## ページ本文
/---
2010年06月05日 | ノンフィクション
 イラク戦争(第二次湾岸戦争)は、2003年3月20日にはじまり、戦闘は2003年中にいちおう終了した。しかし、その後もイラク国内の治安はおさまらず、戦闘はたびたび勃発した。
 駐留した軍隊の後方支援は、アウトソーシングされた。「外注」によって、公表される戦死者の数値も軍事費も減る。議会に対して説明しやすい。かくて、イラクで民間軍事会社(本書では「民間警備会社」)が雨後の筍のように出現し(百を超える)、急成長をとげる。イタリア軍ほか、正規軍さえ民間軍事会社に警備された。日本の自衛隊もまた、民間軍事会社に警備された。2007年末までに、「ブラックウォーター」社(訳者あとがきによれば2009年2月以降は「Xe]社)は、イラク戦争により10億ドルを得ていた。
 本書は、イラクで活動した民間軍事会社の業務のうち、コンボイ輸送を中心に取材したルポタージュである。
\---
## 問題
- a) イラクの民間軍事会社についての文章によると、「ブラックウォーター」社は2007年末までにイラク戦争でいくら得ていましたか。
- b) イラクの民間軍事会社についての文章を引き継ぎ、最後の文のあとから続きを書いてください。
エントリはこの作業には使いません。

(ポイント配置エントリ)
/---
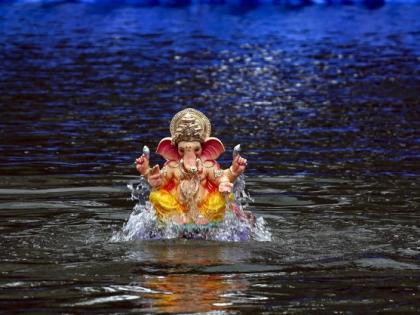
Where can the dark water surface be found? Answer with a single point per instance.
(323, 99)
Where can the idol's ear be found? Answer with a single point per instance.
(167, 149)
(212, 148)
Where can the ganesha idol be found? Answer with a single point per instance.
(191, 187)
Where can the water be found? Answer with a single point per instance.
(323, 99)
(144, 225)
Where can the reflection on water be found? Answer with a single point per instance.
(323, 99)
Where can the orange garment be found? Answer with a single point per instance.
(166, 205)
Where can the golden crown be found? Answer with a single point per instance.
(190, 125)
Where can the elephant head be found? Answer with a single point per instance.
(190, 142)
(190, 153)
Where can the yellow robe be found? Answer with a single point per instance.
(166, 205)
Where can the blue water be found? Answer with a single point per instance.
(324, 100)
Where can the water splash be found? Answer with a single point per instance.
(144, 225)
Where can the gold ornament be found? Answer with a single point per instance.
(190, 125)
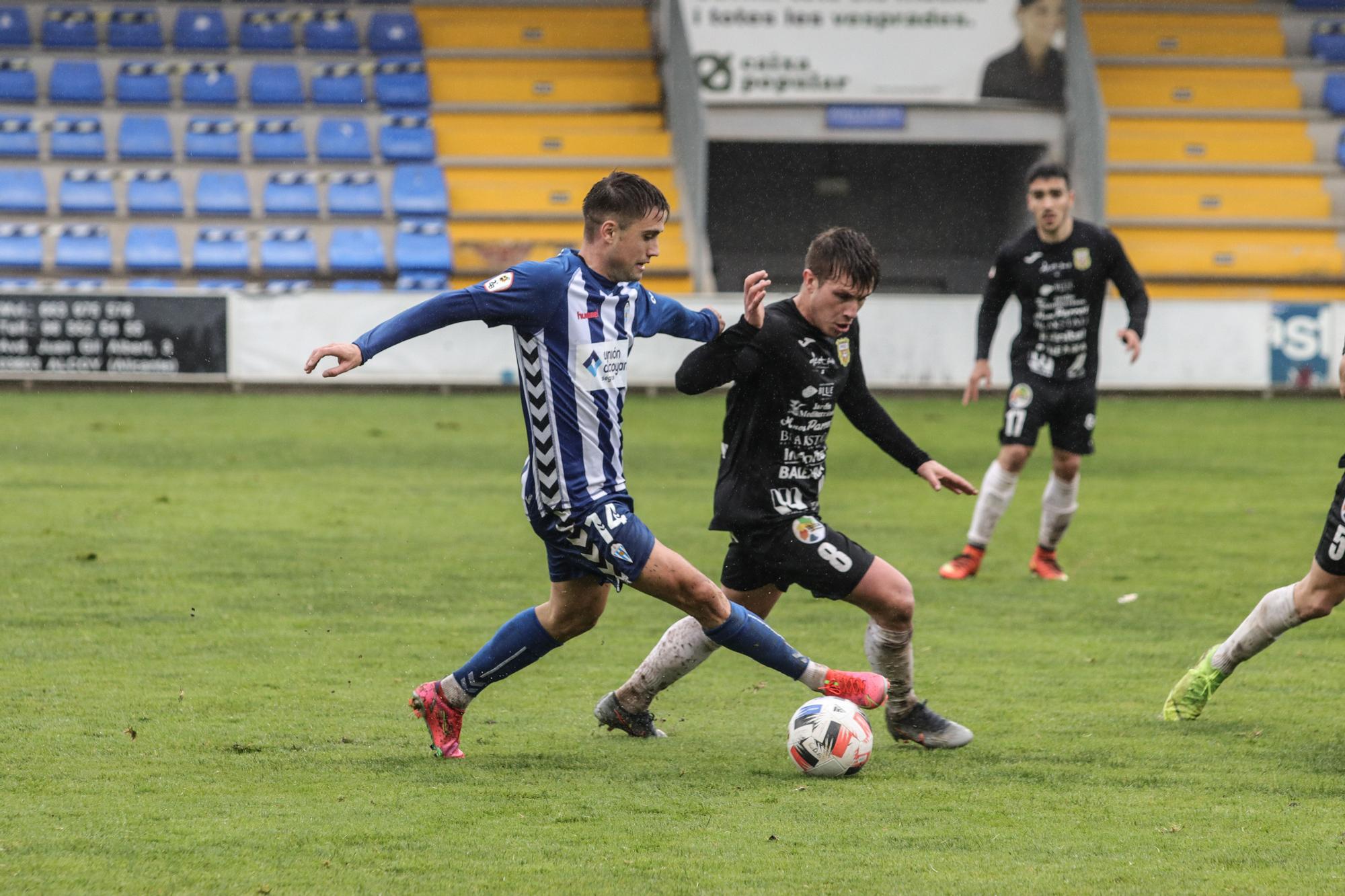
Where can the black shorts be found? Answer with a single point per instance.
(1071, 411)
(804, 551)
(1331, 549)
\---
## 解答
- a) 10億ドルです。

- b)
 すぐれたルポタージュはいずれもそうだが、ピュリッツァー賞を受賞した本書も人間を描く。
 戦争に惹きつけられるとしか言いようのない人がいるらしい。
 プロローグから一貫して著者の関心のまととなっているジョン・コーテもその一人である。陸軍を満期除隊後、フロリダ大学で会計学を学ぶのだが、うまく適応できない。人付き合いのよい好男子で、彼を慕う異性もいるのだが、アフガニスタンとイラクの従軍体験が脳裡から消えない。かつての戦友の勧誘にのって民間警備会社「クレセント・セキュリティ・グループ」の社員となり、イラクにもどって墓掘り人夫のように陽気にすごすのだ。
 コーテの相棒ジョシュア・マンズも、海兵隊退役後に就いた仕事に死にそうになるくらい退屈し、「全身全霊にショックをあたえて、まだ自分が生きているんだと実感する必要があった」から、この仕事に転職した。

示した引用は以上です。